Document text:
Start of Block
Chennai, Sep 28 (UNI) India Cements Vice-Chairman and
Managing Director N Srinivasan on Monday said with the
economy worst hit due to the COVID-19 pandemic and the
subsequent lockdown, the revival in cement consumption
hinges on public spending and push to infrastructure in
big ticket investments.
In his address at the company's 74th AGM held through
video-conferencing, he said the Indian economy was the
worst hit among the major economies with the GDP growth
shrinking by an unprecedented 23.9 per cent in April-June
2020 due to the stringent COVID-19 lockdown.
He said the year began on a grim note with lockdown from
March 25 to restrict the spread of coronavirus severely
disrupting the economic activity.
'Indian economy is the worst hit among the major economies
with the GDP growth shrinking by an unprecedented 23.9 per
cent in April-June 2020 compared to the same period last
year triggered by the stringent lockdown related measures
during the quarter severely affecting the consumption',
he said.
End of Block
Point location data
Start of Block
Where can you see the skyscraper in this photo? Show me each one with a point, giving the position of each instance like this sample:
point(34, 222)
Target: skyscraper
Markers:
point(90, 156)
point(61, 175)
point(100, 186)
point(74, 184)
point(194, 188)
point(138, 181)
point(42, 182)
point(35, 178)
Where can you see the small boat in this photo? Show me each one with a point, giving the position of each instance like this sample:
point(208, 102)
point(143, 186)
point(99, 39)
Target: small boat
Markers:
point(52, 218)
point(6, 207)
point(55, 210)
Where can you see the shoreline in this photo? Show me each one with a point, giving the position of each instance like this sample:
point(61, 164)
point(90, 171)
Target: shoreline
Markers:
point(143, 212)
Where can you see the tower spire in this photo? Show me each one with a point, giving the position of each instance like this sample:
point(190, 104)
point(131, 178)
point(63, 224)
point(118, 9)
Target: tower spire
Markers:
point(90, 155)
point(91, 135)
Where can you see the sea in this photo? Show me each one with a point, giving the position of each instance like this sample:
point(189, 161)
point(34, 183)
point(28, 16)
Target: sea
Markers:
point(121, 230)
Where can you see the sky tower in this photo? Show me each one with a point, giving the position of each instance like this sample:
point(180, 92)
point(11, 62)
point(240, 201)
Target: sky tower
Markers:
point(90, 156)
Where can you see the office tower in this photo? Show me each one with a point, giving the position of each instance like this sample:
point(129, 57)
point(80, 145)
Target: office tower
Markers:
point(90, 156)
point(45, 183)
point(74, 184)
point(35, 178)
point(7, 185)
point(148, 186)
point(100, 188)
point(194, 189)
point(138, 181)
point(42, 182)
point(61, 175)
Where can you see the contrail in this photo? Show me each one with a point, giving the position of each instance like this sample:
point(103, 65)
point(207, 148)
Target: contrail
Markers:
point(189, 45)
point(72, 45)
End of Block
Task item: According to the news report on India Cements, on what date did the lockdown begin?

Solution to this problem: March 25